### The task
From the entries that follow, extract each line holding the string "lioness".

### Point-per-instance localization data
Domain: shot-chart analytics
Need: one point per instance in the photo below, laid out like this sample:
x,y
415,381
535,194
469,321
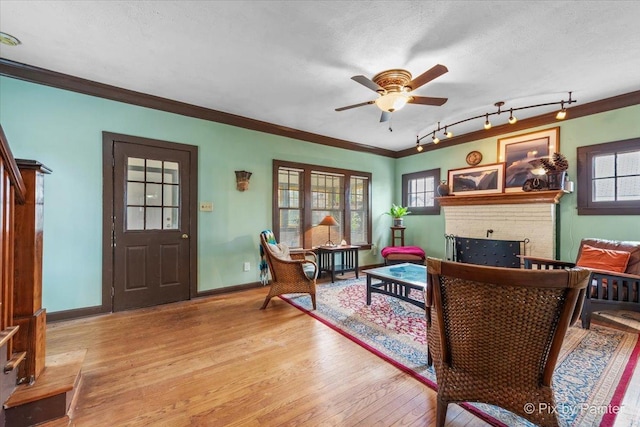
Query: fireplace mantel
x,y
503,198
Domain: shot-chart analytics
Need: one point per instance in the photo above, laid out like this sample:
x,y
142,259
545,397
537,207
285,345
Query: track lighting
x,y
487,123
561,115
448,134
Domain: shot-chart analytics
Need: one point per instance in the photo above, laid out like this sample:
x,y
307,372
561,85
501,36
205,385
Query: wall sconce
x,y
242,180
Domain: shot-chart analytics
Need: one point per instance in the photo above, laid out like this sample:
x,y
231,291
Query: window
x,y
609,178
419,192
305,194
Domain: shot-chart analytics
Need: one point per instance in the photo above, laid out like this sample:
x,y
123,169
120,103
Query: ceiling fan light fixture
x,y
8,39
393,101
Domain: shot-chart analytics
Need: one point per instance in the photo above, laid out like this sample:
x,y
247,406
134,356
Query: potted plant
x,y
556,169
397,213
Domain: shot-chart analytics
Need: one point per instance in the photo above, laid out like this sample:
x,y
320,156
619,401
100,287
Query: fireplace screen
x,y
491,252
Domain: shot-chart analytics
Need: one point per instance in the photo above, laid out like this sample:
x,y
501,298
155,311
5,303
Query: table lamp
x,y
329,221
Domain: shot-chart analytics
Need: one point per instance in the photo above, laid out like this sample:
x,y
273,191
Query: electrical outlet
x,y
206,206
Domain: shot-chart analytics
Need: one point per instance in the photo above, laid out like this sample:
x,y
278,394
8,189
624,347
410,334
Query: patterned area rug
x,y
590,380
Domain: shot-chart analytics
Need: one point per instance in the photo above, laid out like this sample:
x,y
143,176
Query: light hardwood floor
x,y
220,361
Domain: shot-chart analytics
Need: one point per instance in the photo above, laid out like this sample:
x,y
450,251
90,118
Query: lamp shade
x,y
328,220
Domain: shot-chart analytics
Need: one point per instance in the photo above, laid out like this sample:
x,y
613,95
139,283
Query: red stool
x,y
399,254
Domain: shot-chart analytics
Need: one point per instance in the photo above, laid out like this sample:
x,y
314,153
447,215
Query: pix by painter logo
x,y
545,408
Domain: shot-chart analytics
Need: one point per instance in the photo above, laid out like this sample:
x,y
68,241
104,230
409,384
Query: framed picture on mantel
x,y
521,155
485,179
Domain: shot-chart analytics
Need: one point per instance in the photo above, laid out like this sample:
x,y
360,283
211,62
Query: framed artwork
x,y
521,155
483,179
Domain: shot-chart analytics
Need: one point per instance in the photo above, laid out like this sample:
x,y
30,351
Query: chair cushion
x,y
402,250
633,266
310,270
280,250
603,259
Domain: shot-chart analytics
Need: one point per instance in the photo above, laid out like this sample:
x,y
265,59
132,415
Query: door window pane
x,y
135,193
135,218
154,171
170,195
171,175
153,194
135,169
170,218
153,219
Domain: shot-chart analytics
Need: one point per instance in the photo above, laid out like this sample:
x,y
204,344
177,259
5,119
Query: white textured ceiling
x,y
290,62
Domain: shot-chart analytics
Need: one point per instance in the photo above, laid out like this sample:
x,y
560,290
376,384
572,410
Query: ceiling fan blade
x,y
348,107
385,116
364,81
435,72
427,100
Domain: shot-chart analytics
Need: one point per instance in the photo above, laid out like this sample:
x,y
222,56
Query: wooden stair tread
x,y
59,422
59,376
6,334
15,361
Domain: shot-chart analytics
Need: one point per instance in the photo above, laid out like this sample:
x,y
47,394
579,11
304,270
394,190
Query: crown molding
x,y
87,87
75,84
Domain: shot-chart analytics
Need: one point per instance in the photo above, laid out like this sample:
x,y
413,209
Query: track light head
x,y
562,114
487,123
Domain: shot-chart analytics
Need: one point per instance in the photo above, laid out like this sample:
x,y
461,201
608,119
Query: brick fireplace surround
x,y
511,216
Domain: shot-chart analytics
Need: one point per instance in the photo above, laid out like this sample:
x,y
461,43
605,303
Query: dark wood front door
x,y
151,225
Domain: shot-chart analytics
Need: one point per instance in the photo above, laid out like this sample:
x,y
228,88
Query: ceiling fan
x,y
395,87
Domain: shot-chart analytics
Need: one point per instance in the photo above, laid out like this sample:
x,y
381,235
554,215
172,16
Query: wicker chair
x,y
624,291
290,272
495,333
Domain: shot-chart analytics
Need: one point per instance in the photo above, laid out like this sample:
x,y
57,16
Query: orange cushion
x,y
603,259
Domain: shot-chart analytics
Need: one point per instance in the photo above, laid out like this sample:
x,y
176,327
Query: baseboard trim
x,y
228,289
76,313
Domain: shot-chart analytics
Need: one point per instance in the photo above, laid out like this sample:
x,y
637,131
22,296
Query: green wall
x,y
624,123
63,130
---
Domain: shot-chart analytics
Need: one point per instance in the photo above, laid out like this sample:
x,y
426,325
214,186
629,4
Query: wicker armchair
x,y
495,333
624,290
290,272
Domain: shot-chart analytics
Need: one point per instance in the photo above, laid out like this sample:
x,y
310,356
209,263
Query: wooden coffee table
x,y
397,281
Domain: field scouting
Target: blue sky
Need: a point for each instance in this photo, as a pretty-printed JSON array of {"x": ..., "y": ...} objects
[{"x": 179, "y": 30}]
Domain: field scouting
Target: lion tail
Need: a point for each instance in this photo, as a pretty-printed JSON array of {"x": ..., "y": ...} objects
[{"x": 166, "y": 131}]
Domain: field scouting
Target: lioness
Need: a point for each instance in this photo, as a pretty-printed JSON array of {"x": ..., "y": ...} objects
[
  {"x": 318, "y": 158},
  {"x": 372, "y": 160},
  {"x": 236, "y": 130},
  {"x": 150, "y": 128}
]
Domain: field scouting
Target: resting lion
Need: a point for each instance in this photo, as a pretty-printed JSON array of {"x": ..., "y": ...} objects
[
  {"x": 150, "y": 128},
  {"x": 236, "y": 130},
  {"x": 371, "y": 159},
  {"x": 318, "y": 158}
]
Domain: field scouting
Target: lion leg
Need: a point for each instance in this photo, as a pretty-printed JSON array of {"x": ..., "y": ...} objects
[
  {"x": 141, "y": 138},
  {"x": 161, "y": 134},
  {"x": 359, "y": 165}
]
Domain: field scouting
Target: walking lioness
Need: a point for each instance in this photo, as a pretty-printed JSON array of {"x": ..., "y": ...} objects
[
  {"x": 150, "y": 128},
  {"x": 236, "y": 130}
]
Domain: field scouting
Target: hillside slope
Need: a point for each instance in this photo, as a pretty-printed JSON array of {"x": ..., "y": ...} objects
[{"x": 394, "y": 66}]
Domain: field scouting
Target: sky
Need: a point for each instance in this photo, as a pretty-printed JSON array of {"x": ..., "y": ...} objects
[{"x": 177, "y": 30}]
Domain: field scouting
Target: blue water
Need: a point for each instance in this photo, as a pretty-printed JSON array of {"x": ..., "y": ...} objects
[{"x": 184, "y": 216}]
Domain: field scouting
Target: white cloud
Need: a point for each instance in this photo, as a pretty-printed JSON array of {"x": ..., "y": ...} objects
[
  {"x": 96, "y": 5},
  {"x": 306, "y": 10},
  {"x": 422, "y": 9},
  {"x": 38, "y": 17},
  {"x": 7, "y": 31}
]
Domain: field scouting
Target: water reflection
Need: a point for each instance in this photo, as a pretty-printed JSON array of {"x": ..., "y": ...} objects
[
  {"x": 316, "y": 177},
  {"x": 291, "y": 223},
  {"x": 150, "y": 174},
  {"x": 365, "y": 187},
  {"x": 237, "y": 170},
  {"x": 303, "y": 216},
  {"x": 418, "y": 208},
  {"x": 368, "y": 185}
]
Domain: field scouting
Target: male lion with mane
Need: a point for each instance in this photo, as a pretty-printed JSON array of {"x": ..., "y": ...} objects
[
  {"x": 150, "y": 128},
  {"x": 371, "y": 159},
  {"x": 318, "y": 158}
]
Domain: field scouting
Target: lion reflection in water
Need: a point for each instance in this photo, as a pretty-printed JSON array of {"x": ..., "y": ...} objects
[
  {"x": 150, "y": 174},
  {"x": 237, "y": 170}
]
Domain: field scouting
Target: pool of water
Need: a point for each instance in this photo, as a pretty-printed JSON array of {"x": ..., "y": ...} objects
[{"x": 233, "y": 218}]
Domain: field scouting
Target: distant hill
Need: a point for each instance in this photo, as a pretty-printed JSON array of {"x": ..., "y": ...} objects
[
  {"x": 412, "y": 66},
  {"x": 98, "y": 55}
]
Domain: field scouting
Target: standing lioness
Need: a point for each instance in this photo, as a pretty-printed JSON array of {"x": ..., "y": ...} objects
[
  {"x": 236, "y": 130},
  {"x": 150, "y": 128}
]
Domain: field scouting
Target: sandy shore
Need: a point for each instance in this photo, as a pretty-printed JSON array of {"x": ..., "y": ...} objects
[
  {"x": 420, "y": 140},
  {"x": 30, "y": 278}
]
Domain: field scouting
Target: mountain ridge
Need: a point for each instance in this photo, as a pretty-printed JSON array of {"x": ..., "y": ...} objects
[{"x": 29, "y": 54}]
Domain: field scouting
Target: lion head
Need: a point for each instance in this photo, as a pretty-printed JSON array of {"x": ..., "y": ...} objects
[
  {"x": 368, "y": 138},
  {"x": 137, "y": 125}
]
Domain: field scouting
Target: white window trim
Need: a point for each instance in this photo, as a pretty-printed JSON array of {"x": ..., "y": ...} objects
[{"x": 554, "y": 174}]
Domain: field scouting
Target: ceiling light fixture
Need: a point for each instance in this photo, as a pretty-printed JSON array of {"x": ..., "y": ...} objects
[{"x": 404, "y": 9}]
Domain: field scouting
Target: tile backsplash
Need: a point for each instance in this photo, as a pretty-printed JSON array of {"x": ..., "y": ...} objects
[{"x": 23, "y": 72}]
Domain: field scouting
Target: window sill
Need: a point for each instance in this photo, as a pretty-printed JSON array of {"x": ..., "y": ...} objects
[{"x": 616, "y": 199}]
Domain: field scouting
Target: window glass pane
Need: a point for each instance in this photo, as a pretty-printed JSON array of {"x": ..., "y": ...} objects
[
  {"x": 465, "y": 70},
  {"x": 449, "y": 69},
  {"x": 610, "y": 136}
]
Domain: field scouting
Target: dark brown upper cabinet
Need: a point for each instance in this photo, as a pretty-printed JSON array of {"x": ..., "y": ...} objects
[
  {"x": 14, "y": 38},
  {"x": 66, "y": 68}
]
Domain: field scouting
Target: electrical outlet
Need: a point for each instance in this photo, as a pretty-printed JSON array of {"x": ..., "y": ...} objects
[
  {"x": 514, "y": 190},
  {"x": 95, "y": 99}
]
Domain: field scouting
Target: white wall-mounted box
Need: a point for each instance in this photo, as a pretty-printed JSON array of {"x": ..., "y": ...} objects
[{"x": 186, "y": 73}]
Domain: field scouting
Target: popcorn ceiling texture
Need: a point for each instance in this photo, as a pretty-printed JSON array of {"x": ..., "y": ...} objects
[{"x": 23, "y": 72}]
---
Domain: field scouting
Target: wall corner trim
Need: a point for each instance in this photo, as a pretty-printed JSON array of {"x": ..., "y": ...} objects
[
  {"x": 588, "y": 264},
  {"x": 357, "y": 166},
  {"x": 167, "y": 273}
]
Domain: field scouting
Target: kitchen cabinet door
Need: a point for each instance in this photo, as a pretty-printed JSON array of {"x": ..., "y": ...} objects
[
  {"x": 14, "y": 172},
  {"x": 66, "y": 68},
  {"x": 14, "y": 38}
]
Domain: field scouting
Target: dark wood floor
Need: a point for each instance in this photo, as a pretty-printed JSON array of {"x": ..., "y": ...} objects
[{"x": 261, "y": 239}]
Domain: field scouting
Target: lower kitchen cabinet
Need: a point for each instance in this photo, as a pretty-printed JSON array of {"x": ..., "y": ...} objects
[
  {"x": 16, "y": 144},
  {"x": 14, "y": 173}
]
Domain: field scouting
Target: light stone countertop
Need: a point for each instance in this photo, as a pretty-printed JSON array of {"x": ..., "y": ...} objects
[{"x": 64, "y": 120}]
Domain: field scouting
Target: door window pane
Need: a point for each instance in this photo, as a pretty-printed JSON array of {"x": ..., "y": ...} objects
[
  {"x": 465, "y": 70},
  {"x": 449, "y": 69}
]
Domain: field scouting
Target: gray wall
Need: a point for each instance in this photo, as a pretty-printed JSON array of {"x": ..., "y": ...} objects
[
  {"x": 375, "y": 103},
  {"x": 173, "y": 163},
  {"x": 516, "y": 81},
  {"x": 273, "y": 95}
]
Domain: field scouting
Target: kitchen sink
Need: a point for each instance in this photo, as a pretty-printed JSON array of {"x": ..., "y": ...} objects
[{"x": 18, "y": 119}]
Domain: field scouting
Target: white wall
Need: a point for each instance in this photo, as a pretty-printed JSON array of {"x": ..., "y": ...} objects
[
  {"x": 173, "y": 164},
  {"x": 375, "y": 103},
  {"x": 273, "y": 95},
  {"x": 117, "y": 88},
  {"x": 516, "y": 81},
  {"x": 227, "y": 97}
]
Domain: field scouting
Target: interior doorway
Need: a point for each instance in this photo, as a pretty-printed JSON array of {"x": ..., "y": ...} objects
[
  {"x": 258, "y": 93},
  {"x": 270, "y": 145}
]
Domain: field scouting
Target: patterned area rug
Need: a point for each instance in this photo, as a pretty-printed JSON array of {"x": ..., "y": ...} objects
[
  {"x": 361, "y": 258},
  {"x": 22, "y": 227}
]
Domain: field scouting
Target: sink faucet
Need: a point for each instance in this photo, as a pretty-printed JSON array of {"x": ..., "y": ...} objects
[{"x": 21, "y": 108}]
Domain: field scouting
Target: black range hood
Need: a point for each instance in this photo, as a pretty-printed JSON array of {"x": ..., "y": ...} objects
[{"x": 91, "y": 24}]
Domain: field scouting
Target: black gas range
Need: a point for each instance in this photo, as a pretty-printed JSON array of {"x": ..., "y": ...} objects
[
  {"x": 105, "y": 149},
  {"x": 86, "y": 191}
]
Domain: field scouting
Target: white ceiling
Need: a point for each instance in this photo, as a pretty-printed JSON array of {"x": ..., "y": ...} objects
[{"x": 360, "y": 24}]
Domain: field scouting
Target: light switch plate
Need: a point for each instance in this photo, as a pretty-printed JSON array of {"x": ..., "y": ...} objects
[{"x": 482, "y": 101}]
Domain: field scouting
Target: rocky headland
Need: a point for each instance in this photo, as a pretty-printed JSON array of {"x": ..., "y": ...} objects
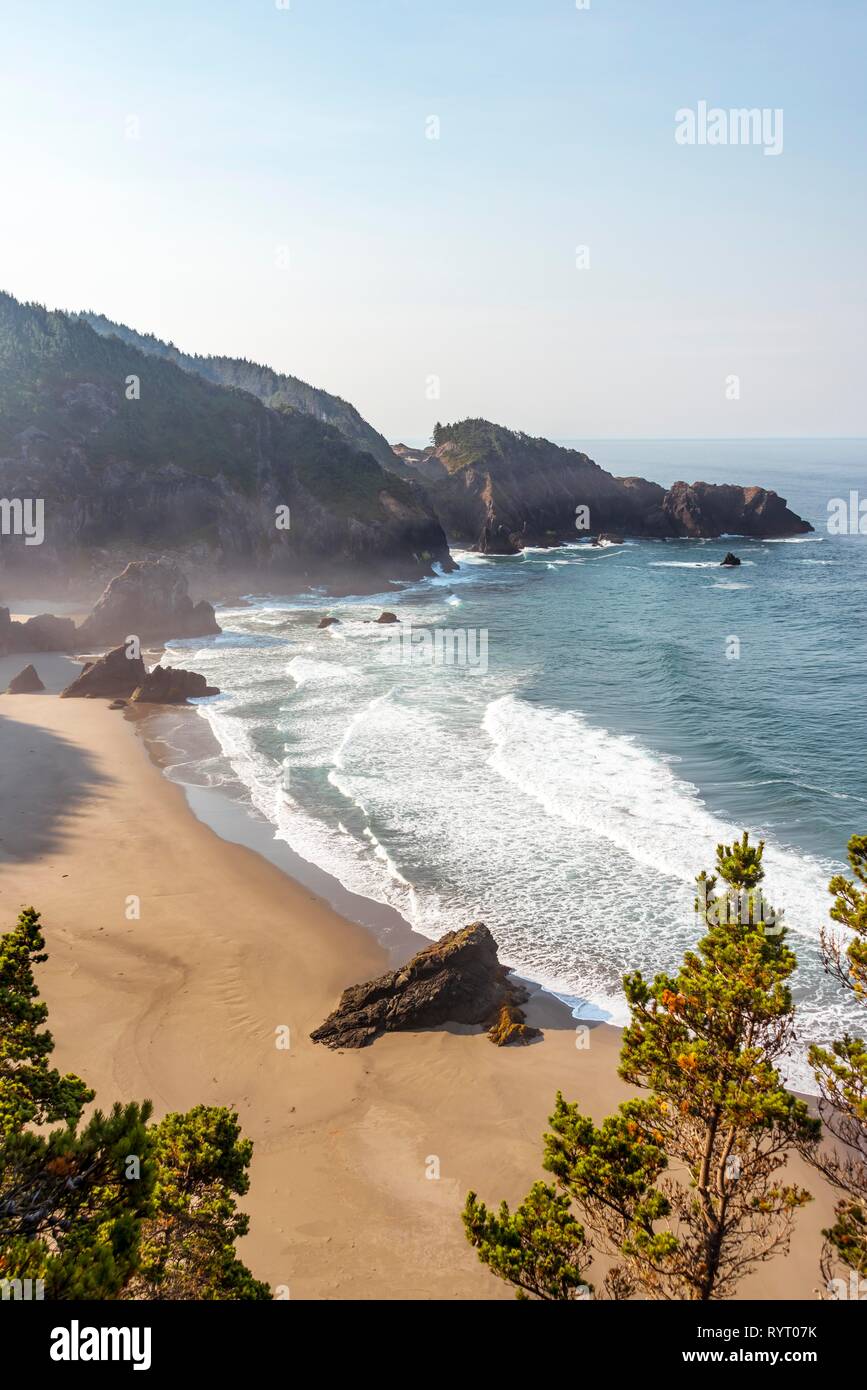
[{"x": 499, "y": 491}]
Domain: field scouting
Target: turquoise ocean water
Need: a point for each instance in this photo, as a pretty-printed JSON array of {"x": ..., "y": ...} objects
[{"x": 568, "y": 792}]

### Solution
Target: lioness
Target: walking lioness
Target: standing lioness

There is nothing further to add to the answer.